> **Extrait du texte**
<<<<
Les temporalités biographiques mais aussi quotidiennes sont circulaires. Les journées ou les semaines sont réglées selon des rythmes réguliers, des horaires précis. Il y a un temps et un lieu pour chaque chose. L’imprévu est ainsi tenu à distance.

Ces tribus sont constituées d’un ou de plusieurs couples. La quasi totalité des couples (sauf un) sont double actifs et l’ensemble appartient aux classes moyennes (salariés comptables, institutrices, aide maternelle, policier, salarié du commerce). Afin de préserver l’unité familiale, on cherche une articulation des temporalités des deux conjoints. Les activités, de loisirs, parfois professionnelles, sont étroitement imbriquées. Pour certains, les horaires de travail sont souples, ce qui permet des aménagements pour passer plus de temps avec les autres membres de la tribu. Pour d’autres, la conjointe travaille à la maison et adapte ses horaires à ceux de son conjoint. Tandis que d’autres sont salariés de la même entreprise, appartenant qui plus est à l’oncle de l’un d’entre eux.

A travers la tribu, on cherche à se préserver des atteintes à la cohésion et à la pérennité du groupe. L’urbanité et la mobilité en sont les vecteurs potentiels. La frontière est une barrière protectrice qui ne cesse d’être mise en péril par l’étranger.
>>>>
> **Consigne donnée 1**
Recopiez intégralement l'extrait sur les tribus, sans y changer un mot.
Le texte et le listing sont deux documents sans lien entre eux.

> **Extrait de données**
<<<<
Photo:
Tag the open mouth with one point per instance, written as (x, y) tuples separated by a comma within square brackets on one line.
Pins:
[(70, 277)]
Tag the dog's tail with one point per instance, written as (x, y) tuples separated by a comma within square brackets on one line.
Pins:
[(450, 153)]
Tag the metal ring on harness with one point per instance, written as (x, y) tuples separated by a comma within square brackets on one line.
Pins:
>>>>
> **Consigne donnée 2**
Présentez l'ensemble des lignes du listing ci-dessus sous forme de liste numérotée, en omettant les lignes vides.

> **Solution 1**
Les temporalités biographiques mais aussi quotidiennes sont circulaires. Les journées ou les semaines sont réglées selon des rythmes réguliers, des horaires précis. Il y a un temps et un lieu pour chaque chose. L’imprévu est ainsi tenu à distance.

Ces tribus sont constituées d’un ou de plusieurs couples. La quasi totalité des couples (sauf un) sont double actifs et l’ensemble appartient aux classes moyennes (salariés comptables, institutrices, aide maternelle, policier, salarié du commerce). Afin de préserver l’unité familiale, on cherche une articulation des temporalités des deux conjoints. Les activités, de loisirs, parfois professionnelles, sont étroitement imbriquées. Pour certains, les horaires de travail sont souples, ce qui permet des aménagements pour passer plus de temps avec les autres membres de la tribu. Pour d’autres, la conjointe travaille à la maison et adapte ses horaires à ceux de son conjoint. Tandis que d’autres sont salariés de la même entreprise, appartenant qui plus est à l’oncle de l’un d’entre eux.

A travers la tribu, on cherche à se préserver des atteintes à la cohésion et à la pérennité du groupe. L’urbanité et la mobilité en sont les vecteurs potentiels. La frontière est une barrière protectrice qui ne cesse d’être mise en péril par l’étranger.

> **Solution 2**
1. Photo:
2. Tag the open mouth with one point per instance, written as (x, y) tuples separated by a comma within square brackets on one line.
3. Pins:
4. [(70, 277)]
5. Tag the dog's tail with one point per instance, written as (x, y) tuples separated by a comma within square brackets on one line.
6. Pins:
7. [(450, 153)]
8. Tag the metal ring on harness with one point per instance, written as (x, y) tuples separated by a comma within square brackets on one line.
9. Pins:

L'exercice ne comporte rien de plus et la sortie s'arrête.